WHAT YOU WILL DO:
Please collect every line of the records that contains the string "green", matching case exactly.
══ MATERIAL FOR THIS EXERCISE ══
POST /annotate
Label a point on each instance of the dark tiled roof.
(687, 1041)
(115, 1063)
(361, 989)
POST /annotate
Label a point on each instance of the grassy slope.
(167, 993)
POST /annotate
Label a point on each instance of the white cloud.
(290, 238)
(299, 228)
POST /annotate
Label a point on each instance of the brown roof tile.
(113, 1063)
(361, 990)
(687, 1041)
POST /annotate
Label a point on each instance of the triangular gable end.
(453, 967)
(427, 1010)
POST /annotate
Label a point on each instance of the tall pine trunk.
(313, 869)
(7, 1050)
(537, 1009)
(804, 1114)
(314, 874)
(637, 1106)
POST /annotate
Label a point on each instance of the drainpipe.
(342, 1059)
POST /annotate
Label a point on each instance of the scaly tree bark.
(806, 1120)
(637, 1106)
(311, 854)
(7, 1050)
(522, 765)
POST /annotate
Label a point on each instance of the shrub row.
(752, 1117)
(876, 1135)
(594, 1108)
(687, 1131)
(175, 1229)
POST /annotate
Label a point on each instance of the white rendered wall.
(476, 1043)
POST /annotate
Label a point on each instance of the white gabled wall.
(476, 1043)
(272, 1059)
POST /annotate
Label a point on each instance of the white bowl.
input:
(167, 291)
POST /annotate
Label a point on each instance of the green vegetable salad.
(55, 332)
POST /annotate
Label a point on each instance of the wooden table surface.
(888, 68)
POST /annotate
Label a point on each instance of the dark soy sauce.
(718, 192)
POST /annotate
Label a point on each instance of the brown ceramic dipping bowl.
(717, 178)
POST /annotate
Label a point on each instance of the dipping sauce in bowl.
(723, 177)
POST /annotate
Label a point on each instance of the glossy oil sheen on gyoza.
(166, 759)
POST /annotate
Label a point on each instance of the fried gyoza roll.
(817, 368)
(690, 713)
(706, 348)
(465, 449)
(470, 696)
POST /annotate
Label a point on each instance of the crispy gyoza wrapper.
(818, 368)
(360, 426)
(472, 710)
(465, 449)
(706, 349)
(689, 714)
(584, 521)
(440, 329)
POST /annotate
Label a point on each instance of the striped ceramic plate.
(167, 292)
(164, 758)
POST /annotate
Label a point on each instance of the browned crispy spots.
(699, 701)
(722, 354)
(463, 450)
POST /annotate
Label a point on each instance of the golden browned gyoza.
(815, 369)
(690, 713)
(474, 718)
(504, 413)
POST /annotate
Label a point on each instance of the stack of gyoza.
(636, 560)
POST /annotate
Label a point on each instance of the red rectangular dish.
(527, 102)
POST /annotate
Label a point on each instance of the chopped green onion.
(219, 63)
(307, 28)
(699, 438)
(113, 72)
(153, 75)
═══
TASK ANSWER:
Label a point on each instance of the green vegetable salad.
Label a point on each instance of the chopped green onion.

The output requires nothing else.